• Set task: Can you copy the items word for word, everything from the very start down to the line containing "[97,176,159,385]", and leave the pictures out?
=-=-=-=-=
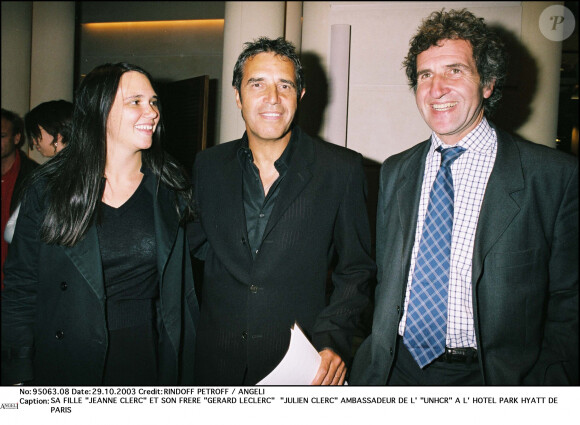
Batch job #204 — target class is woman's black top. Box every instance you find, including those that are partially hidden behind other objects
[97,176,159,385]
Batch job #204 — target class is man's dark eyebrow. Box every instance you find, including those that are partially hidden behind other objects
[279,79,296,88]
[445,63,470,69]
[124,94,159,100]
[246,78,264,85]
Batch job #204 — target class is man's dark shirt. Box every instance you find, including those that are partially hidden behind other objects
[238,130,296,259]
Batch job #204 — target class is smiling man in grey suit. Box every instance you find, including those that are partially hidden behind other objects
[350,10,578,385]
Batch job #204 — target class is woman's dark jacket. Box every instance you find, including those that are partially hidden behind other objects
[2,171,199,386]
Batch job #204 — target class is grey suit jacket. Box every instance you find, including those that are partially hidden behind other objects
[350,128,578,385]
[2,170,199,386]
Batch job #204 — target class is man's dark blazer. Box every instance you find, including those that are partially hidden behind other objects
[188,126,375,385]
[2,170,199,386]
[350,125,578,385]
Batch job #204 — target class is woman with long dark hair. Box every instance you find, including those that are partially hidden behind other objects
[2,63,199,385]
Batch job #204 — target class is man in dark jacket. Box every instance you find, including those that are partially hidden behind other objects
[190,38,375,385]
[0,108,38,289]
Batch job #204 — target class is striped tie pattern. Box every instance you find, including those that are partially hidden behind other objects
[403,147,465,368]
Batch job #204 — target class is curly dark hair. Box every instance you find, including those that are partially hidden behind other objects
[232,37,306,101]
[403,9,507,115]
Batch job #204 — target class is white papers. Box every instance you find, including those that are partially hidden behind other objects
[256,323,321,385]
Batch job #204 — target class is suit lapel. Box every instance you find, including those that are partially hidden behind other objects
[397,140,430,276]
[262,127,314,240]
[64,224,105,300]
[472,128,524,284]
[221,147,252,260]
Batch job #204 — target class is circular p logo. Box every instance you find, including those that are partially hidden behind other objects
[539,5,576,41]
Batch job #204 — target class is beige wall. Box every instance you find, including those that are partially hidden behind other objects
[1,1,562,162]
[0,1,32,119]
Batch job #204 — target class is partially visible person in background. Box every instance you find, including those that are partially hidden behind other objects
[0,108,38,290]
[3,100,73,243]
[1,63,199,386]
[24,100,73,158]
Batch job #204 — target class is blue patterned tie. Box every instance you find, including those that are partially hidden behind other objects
=-=-=-=-=
• Completed exercise:
Batch job #204 — target class is woman's black top. Box every instance you find, including those that are partially hidden behind other objects
[97,176,159,385]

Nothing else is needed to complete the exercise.